--- Start Records for this task ---
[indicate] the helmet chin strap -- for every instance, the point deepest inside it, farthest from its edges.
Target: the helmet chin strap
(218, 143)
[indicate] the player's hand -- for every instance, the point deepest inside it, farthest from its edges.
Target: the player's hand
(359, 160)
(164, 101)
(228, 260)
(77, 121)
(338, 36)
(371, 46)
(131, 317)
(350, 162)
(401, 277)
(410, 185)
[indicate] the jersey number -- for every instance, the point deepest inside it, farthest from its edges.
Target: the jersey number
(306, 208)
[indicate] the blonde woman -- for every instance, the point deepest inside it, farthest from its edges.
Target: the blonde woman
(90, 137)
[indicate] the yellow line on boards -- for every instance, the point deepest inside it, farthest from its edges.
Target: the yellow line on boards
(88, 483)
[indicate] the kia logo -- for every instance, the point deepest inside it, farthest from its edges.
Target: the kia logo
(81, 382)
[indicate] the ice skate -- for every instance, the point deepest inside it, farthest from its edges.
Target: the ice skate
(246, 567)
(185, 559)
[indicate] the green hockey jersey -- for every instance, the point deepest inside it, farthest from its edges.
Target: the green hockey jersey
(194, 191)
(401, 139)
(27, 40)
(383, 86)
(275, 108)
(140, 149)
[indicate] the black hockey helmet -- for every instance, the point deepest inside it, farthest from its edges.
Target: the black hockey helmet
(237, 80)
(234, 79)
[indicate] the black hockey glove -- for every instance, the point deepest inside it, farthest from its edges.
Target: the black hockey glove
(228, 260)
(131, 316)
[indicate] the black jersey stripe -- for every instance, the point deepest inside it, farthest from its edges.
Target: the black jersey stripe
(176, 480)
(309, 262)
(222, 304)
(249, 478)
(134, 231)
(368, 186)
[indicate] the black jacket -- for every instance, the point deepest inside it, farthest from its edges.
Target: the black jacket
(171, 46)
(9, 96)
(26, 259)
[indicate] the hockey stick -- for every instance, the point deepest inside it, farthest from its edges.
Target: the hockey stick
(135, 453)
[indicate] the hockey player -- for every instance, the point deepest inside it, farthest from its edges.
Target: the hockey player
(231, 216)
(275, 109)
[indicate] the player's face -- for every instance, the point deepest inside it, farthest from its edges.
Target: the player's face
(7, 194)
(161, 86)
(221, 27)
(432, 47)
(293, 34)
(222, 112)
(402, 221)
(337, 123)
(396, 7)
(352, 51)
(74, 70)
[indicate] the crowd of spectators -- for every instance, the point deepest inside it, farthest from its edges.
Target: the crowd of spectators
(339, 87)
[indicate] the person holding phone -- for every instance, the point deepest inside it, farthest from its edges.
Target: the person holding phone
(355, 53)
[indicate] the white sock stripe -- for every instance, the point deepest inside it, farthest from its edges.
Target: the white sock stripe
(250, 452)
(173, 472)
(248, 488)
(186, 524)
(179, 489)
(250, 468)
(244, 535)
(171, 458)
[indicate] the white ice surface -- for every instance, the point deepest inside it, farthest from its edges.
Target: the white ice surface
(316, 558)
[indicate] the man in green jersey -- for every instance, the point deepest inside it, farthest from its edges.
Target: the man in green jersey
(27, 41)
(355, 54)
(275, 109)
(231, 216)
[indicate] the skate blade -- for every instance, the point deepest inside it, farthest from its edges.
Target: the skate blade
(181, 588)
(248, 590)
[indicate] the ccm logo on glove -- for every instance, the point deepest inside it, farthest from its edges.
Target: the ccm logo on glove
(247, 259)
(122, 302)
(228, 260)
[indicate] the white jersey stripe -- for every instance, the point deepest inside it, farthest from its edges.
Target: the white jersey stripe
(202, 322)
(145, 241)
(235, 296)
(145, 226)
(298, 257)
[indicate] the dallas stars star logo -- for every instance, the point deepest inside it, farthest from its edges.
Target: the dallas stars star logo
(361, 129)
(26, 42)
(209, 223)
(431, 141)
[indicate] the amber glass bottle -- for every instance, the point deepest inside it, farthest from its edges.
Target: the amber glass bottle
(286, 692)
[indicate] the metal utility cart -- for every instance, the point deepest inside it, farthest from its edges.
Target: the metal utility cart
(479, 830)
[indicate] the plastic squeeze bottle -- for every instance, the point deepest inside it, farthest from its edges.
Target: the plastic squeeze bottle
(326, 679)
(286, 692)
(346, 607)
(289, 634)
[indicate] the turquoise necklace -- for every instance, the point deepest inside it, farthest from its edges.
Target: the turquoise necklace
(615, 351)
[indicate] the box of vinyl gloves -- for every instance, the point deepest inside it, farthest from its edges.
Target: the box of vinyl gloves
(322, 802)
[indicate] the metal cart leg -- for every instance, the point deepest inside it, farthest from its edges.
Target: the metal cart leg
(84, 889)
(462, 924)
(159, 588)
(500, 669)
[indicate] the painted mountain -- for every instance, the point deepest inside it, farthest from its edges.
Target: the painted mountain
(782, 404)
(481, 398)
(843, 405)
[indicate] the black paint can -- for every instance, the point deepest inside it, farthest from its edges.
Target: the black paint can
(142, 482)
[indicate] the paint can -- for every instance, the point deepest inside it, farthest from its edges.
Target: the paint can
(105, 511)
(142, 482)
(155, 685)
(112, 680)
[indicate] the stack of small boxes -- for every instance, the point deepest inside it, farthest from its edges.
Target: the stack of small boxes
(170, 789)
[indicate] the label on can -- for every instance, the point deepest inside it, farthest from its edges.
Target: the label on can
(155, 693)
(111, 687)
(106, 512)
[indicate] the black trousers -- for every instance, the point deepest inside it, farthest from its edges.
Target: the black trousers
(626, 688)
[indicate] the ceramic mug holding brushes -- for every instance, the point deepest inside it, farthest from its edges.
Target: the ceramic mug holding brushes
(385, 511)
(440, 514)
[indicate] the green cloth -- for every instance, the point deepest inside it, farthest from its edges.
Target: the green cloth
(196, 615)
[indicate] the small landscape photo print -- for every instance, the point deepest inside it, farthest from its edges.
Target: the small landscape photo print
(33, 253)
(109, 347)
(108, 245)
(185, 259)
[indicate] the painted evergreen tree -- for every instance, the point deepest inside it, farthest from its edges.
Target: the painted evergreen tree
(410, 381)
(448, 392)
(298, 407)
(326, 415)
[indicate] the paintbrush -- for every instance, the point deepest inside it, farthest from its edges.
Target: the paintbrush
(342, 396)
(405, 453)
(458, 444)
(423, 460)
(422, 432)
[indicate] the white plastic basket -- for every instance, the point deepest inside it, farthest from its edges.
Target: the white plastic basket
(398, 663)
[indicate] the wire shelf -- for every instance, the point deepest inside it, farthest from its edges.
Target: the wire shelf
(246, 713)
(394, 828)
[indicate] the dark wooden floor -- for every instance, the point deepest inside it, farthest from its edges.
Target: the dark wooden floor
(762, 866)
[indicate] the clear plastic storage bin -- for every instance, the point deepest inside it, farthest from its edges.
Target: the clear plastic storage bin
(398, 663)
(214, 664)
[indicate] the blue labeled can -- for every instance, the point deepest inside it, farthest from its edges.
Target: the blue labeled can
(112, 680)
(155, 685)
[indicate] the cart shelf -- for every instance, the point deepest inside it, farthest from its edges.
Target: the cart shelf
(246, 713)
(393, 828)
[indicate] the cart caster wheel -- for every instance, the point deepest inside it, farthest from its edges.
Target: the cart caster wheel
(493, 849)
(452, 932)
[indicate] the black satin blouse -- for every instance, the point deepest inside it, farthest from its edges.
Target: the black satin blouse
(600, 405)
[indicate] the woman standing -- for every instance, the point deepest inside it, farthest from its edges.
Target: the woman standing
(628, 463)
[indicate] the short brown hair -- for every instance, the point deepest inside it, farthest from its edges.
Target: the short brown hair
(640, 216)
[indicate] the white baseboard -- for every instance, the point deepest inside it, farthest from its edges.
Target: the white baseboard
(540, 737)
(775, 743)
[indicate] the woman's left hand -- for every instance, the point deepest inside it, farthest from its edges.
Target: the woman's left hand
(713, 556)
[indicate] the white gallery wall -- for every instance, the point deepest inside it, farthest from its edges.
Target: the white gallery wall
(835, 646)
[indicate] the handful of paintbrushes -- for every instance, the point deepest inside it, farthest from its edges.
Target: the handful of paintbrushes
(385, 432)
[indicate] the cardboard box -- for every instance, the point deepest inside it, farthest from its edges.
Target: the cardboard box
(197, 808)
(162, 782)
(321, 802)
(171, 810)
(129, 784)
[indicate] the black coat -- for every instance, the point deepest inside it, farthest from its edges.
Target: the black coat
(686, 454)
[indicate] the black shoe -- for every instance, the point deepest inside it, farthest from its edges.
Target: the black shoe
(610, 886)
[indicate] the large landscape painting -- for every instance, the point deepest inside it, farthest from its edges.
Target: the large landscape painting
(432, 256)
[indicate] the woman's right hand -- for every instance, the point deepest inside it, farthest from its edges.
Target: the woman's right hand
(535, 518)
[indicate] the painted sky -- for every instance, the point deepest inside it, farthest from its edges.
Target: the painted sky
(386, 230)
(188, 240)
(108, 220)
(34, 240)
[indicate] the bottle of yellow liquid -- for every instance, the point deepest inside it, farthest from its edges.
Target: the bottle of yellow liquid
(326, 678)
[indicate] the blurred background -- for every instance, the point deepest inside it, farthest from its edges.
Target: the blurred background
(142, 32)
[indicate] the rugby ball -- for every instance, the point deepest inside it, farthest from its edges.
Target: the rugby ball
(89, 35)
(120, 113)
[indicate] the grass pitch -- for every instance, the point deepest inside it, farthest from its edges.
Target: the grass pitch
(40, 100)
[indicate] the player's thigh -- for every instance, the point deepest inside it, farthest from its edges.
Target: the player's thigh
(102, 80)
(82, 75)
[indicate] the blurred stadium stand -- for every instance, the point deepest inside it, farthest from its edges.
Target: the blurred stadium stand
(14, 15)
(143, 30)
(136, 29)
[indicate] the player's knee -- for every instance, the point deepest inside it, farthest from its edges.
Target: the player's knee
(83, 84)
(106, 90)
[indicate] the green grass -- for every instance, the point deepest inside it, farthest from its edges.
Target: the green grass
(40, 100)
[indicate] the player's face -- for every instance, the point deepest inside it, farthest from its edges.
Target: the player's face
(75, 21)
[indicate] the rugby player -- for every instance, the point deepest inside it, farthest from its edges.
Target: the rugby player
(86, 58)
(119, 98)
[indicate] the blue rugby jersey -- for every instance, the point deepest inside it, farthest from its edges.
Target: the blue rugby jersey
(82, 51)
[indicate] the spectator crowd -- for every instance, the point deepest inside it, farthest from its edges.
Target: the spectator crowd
--- End Records for this task ---
Exercise prompt: Lay out the entries from the line containing "[indicate] the spectator" through the last line of the entries as a JSON list of strings, one string per line, with blank lines omitted.

Output for this task:
[
  "[indicate] the spectator crowd -- for every instance, the point deepest inside it, farthest from its edges.",
  "Target: the spectator crowd"
]